**PAGE**
--------

Read his analysis of The Tale of The Princess Kaguya and How to Train Your Dragon 2.


The humor in Laika’s The Boxtrolls is of the more-is-funnier variety, which makes most of it non-empathetic. It begins during the film’s introductory sequence (8:35 – 9:46 iTunes time code) when we see two Boxtrolls named Sparky and Bucket repairing a discarded toaster. It is a set-up for an electrical-shock gag, but look closely at how the joke is being handled. One table fork stuck inside a plugged-in toaster would be enough to get an individual shocked, but these animators have inserted what looks like twelve different metal objects. I see an egg whisk, a screwdriver, maybe some pliers, and a few other makeshift tools. The performance thinking is that: If one metal-object-in-toaster is funny, then eight metal-objects-toaster is funnier.

--------

**DATA SECTION**
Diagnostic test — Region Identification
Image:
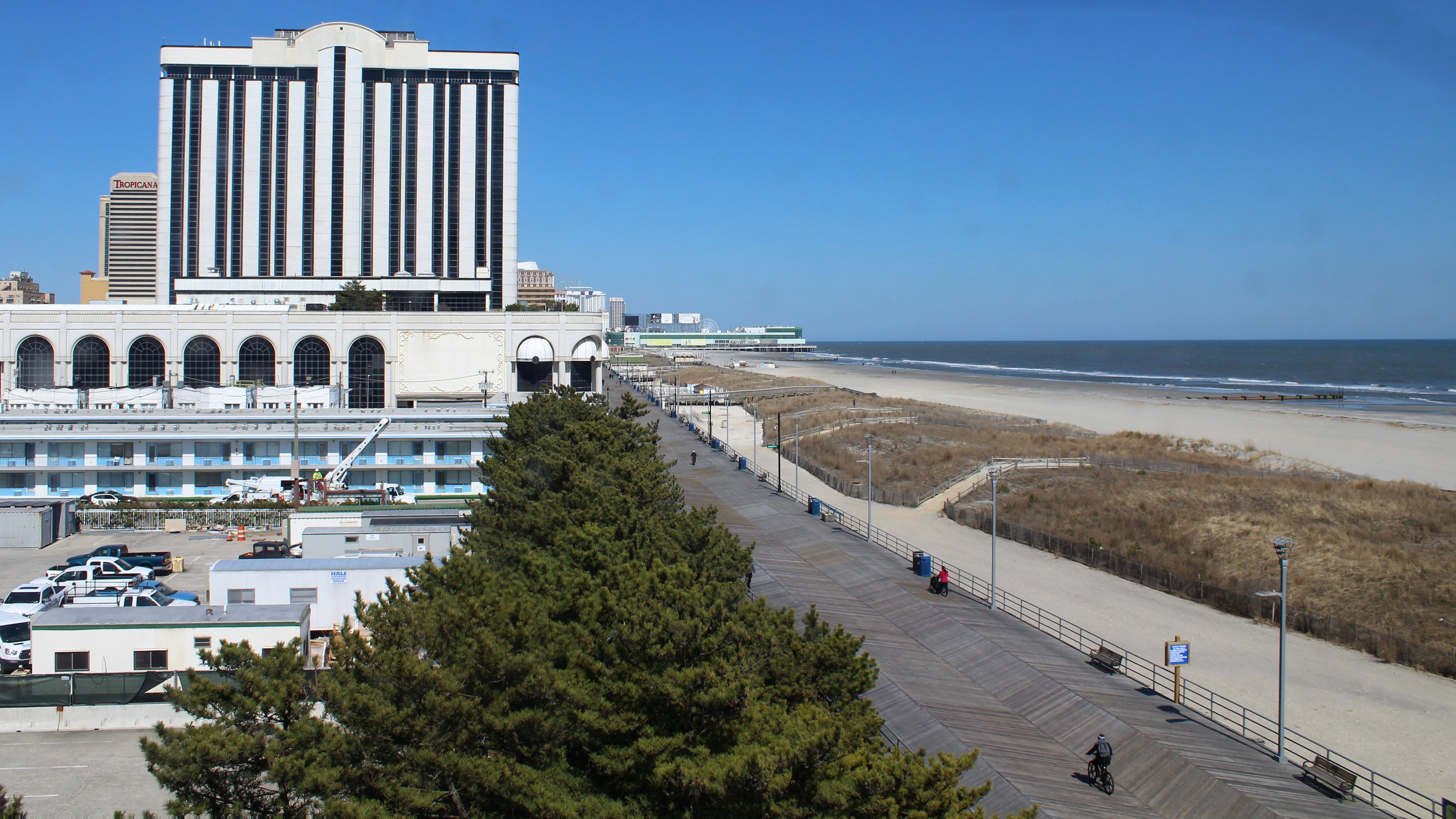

--------

**WHAT THIS EXERCISE ASKS**
#1 Decide whether each statement below agrees with the passage on The Boxtrolls. Answer yes or no for each, and quote the deciding words of the passage.
(a) Most of the humor in The Boxtrolls is empathetic.
(b) The two Boxtrolls repairing the toaster are named Sparky and Bucket.
(c) The animators placed a single table fork inside the toaster.
#2 According to the passage on The Boxtrolls, what kind of gag does the toaster repair set up?
#3 Pick up the passage on The Boxtrolls after its last sentence and continue it in the same analytical voice.

**RESULTS IN ORDER**
#1
(a) No: "which makes most of it non-empathetic."
(b) Yes: "two Boxtrolls named Sparky and Bucket repairing a discarded toaster."
(c) No: "these animators have inserted what looks like twelve different metal objects."

#2 An electrical-shock gag.

#3
Comedy is a factor of man’s limitations in life, and the joke here is that, at one time or another, we all stick a metaphoric table fork in a metaphoric toaster. We humans are insanely fallible, making bad choices all the time. We are the only animal, in fact, that can know something is bad or harmful to us, and still do it anyway. We make unfortunate choices in life and then we die anyway. Human laughter is an “I’m okay, you’re okay” kind of thing, a social celebration of us not being dead yet. In order to make this electric shock gag work, it was only necessary to insert a single metal object into the top of the toaster. Then, when it predictably shocked one of the Boxtrolls, he would sheepishly play his embarrassment off against the other Boxtroll’s arrogant derision.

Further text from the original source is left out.